**Document excerpt**
────────────────────────────────────────
[XML-SIG] 4XPath: parsing Unicode string

Sat, 25 Nov 2000 19:27:43 -0700

[crossposted to string SIG & i18n SIG since wwe need help from anywhere we can 
get it]

> I've used 4Suite 0.9.2 together with Python 2.0 and PyXML 0.6.2.
> 
> I have a problem that I cannot pass a Unicode string containing
> Japanese characters to the 4XPath parser.  Following reproduces
> the problem:

[snip]

Uh oh.  Tick tick tick BOOM!

This is one of those problems I knew would come up, but was hoping to put off 
dealing with.

The problem is that we use FLEX and BISON for XPath parsing.  This is old 
school code that doesn't know for wchar_t, let alone unicode.

The solution is for us to uniformly translate things to UTF-8 for the scanner, 
ans then update the scanner so that it handles UTF-8 encoded sequences.  But 
this is a very ugly mound of work.

Or does anyone out there know of an i18n-friendly scanner?
────────────────────────────────────────
**Stored records**
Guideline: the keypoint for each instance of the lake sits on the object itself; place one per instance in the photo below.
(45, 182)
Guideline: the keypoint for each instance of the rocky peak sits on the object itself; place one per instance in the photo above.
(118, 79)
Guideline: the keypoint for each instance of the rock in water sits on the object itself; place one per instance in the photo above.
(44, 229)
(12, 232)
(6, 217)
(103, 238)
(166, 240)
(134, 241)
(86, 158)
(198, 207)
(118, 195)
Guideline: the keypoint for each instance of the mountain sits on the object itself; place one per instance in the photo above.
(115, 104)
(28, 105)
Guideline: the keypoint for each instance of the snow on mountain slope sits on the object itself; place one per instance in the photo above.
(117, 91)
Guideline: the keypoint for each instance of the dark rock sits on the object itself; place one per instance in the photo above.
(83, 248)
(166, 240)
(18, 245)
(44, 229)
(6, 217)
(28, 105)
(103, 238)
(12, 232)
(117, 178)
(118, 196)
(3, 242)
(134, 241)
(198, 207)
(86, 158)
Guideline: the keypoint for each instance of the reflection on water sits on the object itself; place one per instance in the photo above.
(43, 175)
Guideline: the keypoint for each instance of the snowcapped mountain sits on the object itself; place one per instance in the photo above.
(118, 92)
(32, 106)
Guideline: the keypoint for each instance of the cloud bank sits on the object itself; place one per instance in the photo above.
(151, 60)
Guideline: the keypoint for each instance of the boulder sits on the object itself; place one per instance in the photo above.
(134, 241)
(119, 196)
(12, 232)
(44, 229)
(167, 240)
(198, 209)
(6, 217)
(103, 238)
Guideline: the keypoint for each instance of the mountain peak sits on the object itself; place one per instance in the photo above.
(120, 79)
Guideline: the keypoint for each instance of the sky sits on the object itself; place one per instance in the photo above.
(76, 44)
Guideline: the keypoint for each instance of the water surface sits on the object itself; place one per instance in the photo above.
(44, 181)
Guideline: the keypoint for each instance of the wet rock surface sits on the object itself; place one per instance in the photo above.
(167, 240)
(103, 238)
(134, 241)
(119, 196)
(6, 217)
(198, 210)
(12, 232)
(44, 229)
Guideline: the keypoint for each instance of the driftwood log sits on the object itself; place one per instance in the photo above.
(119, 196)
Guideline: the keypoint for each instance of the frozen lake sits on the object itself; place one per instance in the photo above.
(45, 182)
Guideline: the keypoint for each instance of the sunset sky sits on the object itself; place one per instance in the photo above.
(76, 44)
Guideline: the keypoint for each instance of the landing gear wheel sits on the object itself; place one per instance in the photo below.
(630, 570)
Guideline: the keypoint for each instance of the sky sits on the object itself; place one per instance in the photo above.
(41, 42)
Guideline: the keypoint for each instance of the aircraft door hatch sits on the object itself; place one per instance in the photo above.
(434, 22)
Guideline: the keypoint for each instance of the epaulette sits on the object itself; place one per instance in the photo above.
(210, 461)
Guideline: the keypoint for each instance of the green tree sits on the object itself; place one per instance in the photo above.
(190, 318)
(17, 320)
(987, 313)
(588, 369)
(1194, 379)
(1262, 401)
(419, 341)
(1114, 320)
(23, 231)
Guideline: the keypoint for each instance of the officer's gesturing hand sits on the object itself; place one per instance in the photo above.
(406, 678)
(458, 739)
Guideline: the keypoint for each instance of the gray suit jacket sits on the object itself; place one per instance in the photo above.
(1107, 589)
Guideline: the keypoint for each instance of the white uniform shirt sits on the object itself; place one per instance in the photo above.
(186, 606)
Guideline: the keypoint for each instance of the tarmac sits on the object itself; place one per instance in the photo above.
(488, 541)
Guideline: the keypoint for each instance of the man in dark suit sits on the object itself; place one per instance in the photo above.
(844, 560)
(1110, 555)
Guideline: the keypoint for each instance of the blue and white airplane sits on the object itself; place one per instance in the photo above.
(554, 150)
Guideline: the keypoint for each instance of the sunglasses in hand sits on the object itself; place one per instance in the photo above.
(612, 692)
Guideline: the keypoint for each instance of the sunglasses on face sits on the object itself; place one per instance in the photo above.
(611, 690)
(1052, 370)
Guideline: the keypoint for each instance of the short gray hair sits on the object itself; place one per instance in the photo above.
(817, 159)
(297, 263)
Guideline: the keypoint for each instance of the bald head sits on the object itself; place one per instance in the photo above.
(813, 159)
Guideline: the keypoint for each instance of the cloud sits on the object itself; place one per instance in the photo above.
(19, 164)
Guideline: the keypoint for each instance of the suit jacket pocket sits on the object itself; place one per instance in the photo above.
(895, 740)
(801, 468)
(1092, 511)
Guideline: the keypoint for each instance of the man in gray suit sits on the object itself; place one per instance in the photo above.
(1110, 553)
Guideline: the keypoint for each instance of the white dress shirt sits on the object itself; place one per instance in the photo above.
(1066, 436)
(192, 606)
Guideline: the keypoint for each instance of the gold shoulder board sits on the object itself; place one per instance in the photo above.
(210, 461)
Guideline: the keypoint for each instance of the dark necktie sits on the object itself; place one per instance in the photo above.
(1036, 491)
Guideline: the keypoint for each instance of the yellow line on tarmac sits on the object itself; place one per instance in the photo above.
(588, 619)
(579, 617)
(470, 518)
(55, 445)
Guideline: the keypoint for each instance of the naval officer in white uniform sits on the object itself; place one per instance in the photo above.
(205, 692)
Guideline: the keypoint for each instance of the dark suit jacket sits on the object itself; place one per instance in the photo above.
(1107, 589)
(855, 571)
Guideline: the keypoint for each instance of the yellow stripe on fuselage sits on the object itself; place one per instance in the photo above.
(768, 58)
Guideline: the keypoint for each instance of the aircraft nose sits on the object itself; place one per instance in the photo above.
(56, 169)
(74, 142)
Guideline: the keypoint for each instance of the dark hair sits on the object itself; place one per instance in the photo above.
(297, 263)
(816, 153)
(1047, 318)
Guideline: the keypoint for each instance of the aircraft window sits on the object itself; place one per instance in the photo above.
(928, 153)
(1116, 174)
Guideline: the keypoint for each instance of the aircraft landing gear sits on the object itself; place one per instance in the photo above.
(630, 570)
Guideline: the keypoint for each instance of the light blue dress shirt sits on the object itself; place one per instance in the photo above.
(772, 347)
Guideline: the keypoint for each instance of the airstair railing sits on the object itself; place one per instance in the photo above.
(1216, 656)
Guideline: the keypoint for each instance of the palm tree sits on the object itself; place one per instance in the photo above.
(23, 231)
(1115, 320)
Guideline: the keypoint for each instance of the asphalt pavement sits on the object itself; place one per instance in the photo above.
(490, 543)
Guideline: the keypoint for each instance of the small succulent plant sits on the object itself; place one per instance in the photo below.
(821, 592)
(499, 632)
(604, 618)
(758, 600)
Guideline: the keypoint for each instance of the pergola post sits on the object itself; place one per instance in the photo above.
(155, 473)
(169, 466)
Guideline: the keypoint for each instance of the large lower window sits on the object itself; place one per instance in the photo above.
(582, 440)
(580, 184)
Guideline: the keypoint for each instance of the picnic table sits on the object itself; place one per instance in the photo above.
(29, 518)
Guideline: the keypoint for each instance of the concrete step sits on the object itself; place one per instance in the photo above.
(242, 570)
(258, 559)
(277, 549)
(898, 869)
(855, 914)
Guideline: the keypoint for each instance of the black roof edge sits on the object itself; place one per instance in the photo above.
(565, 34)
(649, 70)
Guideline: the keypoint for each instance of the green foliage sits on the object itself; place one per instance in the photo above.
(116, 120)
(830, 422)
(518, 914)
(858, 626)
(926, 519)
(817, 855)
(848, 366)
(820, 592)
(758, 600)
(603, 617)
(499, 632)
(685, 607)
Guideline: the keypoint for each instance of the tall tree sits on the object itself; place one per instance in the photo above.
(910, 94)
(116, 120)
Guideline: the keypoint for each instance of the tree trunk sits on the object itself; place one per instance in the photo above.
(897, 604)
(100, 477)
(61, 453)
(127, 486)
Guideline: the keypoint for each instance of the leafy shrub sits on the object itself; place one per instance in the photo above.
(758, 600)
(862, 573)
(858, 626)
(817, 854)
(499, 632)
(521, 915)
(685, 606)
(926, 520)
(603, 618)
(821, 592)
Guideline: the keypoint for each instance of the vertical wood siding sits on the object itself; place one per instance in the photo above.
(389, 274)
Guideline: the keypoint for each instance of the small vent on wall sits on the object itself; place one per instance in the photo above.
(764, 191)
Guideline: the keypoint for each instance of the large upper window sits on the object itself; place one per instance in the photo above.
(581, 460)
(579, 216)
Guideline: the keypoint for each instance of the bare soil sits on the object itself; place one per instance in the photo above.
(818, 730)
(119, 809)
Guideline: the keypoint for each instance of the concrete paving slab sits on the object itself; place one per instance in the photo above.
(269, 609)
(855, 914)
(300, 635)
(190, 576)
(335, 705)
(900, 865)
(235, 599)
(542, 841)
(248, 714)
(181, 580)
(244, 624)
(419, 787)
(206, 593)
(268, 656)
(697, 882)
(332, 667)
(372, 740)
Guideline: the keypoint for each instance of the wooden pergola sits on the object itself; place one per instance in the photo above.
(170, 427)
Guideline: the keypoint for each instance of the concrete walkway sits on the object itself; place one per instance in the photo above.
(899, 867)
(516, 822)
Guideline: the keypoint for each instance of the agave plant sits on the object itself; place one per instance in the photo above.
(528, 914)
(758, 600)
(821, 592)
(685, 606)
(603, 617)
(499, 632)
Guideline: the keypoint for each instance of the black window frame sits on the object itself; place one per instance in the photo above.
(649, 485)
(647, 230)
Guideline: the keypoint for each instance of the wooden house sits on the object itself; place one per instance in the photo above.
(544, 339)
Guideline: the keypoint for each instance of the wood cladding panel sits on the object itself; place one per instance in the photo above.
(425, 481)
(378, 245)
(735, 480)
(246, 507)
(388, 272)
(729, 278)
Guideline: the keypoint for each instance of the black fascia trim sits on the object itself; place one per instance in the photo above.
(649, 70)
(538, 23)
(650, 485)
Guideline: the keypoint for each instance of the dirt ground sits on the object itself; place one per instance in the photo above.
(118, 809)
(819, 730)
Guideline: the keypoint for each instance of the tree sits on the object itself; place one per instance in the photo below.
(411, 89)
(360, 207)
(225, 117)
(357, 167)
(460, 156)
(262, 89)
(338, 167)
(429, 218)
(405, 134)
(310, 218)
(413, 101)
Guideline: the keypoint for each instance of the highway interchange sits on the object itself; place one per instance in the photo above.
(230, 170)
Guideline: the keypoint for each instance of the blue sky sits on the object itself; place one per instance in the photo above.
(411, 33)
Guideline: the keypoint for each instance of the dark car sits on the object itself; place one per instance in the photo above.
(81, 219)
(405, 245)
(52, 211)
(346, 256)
────────────────────────────────────────
**Work instructions**
1/ According to the 4XPath Unicode post, which tools are used for XPath parsing?
2/ Continue the 4XPath Unicode post from the point where it stops.

**Outputs by task**
1/ FLEX and BISON.

2/
Or does anyone out there have _any_ other ideas?  We're pretty much at the end 
of the tether with FLEX and Bison for other problems (concurrency), but we're 
not coming up with other good parsing solutions.  We've looked at most of the 
Python tools available at the Vaults of Parnassus, and they don't really cut 
it.  We could probably do it with re and some glue code to handle the 
non-regular portions of XPath, but this would also be a huge task.

Any help or ideas are appreciated.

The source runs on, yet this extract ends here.